[Data in this exercise start]
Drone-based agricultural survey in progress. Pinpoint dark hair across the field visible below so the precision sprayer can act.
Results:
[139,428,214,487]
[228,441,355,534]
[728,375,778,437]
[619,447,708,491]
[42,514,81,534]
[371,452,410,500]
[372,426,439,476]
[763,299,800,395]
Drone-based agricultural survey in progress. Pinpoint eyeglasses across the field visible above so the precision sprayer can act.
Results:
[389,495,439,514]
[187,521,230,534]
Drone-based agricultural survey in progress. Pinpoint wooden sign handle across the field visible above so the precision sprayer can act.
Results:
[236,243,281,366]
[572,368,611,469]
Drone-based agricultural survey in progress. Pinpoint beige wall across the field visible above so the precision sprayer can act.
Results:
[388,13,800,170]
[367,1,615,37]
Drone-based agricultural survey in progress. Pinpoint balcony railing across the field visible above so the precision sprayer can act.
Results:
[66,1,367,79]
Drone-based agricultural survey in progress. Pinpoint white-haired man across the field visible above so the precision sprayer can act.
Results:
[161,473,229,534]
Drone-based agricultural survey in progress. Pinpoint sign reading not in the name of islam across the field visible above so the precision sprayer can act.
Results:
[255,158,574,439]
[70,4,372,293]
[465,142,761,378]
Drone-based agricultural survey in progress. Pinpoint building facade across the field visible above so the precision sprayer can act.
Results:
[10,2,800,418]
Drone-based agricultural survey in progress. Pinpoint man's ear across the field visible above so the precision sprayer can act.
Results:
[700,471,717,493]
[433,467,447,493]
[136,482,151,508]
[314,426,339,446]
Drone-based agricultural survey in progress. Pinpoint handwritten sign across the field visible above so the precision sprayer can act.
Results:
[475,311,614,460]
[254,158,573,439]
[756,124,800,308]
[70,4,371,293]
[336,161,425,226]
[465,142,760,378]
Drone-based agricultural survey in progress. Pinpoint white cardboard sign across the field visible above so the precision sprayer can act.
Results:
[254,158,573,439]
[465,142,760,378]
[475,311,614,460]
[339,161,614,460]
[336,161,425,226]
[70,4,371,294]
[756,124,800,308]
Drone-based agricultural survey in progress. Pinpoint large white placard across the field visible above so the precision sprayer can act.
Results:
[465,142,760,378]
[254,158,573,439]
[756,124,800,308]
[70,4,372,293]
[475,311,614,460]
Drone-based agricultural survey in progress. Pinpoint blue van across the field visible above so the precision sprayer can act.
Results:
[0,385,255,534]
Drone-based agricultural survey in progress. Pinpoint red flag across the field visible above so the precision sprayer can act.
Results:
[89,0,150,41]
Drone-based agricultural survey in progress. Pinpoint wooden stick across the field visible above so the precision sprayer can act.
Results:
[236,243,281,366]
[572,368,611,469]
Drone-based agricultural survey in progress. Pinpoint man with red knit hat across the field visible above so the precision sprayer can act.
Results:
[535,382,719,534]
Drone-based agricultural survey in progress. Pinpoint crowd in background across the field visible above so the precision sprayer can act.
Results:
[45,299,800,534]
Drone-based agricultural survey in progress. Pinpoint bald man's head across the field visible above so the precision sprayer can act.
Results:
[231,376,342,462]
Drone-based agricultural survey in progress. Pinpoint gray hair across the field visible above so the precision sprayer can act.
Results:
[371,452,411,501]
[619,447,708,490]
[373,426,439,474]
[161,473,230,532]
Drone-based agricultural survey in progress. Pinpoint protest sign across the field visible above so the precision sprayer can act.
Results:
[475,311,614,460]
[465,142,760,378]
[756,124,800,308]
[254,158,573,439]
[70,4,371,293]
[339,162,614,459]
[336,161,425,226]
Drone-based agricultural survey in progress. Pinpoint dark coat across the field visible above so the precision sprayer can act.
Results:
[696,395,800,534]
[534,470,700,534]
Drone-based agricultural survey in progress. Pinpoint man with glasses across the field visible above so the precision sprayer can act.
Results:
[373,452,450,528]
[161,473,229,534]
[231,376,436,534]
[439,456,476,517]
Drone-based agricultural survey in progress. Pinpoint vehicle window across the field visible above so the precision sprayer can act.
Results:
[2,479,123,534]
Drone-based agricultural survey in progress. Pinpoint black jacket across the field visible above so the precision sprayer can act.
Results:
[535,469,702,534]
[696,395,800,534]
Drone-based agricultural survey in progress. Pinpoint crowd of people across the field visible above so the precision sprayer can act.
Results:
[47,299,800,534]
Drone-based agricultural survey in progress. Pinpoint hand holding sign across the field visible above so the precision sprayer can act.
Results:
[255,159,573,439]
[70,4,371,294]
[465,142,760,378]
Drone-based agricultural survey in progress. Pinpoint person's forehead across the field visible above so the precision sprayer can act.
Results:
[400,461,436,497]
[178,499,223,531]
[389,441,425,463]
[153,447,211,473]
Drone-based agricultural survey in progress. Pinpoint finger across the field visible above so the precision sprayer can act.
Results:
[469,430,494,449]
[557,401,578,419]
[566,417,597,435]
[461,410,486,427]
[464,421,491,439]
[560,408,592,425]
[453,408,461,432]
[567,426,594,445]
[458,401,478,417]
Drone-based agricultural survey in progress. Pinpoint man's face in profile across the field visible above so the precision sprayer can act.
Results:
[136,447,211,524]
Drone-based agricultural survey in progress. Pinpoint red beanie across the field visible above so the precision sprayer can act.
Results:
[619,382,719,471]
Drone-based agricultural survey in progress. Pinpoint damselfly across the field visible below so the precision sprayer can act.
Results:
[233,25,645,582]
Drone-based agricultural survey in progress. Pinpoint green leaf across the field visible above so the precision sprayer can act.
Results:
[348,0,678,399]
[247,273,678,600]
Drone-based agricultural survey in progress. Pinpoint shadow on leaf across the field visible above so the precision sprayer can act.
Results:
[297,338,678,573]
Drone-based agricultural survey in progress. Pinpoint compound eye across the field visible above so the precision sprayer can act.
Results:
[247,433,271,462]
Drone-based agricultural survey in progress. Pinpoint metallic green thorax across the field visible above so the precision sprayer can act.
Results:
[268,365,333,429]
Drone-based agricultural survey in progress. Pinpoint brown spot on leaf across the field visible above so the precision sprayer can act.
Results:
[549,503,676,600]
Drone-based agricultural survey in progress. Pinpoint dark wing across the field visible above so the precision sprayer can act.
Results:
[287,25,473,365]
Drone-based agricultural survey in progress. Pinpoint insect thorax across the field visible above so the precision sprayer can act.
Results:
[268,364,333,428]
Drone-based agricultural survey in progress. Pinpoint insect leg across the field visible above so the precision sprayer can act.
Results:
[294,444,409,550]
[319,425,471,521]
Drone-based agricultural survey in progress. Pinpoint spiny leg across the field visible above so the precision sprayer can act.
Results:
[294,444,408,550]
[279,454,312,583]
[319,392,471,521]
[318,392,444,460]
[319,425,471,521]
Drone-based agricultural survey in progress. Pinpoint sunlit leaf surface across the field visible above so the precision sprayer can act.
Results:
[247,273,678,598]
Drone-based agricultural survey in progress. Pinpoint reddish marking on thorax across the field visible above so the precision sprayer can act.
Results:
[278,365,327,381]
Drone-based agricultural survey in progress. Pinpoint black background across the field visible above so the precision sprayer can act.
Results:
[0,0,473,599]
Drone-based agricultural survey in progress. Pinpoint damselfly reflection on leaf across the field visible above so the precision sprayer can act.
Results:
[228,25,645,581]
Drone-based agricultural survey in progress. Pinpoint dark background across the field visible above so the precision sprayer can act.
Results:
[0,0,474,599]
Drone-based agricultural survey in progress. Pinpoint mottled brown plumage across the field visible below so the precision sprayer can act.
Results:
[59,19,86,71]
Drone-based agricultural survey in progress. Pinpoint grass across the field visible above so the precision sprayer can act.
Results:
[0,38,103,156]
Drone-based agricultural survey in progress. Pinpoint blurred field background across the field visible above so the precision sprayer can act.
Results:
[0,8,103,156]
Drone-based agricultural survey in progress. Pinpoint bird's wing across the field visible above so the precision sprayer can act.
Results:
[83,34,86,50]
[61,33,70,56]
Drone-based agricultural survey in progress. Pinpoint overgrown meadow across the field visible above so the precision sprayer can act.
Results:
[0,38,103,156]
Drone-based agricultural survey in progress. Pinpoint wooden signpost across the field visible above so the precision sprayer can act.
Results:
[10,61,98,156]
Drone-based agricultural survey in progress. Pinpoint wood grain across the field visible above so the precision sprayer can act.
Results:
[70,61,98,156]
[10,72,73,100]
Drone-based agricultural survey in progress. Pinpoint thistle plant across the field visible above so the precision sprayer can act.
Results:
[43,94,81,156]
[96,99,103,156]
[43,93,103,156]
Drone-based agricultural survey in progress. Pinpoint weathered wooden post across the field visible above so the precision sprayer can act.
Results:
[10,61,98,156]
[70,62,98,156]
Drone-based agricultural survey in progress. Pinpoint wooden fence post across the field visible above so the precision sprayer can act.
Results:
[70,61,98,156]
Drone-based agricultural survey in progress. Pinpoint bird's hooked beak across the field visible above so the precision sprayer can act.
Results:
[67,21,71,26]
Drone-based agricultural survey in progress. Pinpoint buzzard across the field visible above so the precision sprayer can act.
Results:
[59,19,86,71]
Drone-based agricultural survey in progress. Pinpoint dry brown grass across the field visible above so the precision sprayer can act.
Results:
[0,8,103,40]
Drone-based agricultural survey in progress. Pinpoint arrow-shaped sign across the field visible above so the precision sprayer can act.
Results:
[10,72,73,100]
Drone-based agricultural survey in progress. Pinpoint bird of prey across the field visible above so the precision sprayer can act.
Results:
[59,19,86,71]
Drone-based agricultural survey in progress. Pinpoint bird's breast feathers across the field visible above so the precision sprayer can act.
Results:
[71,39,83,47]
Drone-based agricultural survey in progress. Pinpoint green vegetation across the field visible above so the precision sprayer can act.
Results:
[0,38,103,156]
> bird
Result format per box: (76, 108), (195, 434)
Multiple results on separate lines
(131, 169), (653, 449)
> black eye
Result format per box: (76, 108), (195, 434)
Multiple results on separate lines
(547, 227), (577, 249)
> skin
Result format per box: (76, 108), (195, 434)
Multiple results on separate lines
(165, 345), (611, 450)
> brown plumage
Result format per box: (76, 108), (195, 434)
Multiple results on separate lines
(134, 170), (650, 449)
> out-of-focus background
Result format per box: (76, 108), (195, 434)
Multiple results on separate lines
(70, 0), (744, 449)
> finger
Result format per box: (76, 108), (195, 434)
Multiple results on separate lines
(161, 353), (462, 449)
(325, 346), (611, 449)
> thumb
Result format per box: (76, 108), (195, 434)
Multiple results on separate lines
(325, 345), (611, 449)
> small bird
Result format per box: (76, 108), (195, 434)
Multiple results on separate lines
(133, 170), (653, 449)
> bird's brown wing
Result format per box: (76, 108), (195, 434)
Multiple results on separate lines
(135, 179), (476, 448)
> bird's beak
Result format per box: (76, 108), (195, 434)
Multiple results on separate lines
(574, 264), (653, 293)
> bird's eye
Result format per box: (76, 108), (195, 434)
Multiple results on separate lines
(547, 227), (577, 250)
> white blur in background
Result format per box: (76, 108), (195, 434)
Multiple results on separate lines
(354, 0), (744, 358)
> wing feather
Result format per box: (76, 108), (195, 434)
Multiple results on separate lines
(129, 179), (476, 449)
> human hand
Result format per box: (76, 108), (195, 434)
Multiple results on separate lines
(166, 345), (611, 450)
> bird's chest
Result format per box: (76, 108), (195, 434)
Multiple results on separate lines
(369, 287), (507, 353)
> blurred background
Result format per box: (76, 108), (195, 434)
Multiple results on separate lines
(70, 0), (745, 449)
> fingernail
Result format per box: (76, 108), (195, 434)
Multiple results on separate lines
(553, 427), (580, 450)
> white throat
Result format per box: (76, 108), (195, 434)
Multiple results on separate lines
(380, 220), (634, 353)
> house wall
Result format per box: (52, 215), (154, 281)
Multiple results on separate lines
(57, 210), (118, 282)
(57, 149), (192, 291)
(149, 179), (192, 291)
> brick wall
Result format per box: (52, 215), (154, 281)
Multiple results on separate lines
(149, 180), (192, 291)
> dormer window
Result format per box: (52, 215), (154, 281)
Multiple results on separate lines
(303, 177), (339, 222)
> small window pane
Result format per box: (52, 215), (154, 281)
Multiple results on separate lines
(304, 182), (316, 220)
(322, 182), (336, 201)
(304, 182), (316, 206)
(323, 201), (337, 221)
[Data in this exercise end]
Exercise:
Copy out the rows above word for word, beginning at the line containing "Drone-based agricultural survey in progress. Pinpoint green leaf" and ending at the line containing "[549,503,676,600]", with both of those lines included.

Reply:
Drone-based agricultural survey in progress. Pinpoint green leaf across the field visible above so the precision sprayer can act.
Results:
[348,0,678,399]
[247,273,678,600]
Drone-based agricultural survey in progress. Pinpoint shadow on leaf across the field visible above so the precision sprayer can act.
Results:
[297,338,678,573]
Drone-based agricultural survey in progress. Pinpoint compound eye across the field visible above so the precision sprayer can act.
Results:
[247,433,271,462]
Drone-based agricultural survey in progress. Pinpoint metallic green thorax across the field visible above so the precision sprayer can act.
Results:
[268,365,333,429]
Drone-based agricultural survey in progress. Pinpoint brown spot on leaf across the field visible above so the precision sprayer can act.
Results:
[549,503,676,600]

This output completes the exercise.